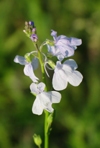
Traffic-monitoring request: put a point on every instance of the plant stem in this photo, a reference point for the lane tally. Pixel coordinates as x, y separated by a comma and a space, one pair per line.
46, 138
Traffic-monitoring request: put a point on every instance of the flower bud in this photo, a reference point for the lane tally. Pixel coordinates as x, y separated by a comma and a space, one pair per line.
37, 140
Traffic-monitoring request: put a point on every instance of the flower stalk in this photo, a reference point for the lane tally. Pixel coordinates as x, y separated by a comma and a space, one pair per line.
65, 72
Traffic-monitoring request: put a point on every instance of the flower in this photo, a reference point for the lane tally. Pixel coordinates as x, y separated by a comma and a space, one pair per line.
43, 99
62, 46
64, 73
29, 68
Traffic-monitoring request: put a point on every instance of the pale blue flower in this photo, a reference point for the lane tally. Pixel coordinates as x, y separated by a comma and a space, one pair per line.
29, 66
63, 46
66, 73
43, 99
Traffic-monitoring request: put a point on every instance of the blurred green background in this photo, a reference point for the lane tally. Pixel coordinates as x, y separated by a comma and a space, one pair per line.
--
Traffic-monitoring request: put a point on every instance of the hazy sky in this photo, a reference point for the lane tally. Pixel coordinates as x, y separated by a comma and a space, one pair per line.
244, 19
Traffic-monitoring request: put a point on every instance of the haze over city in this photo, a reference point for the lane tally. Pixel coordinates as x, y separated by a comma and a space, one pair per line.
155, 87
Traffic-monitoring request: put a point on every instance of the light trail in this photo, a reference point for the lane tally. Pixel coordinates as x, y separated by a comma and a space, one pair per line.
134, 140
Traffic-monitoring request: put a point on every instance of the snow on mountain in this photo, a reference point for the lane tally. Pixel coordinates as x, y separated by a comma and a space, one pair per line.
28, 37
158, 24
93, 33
* * *
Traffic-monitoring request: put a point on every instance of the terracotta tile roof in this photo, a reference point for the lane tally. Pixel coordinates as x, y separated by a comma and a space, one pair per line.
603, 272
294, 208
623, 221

#### TASK INSTRUCTIONS:
Pick out every line in the entries above that contains the string "stalk", and copy each one. Letter case must match.

#### RESULT FOR THIS EXERCISE:
Traffic-monitoring request: put a point on every instance of the flower stalk in this photo, a reference point for the lane tally. Pixel coordinates as x, y separated by a comma and a space, one pair per line.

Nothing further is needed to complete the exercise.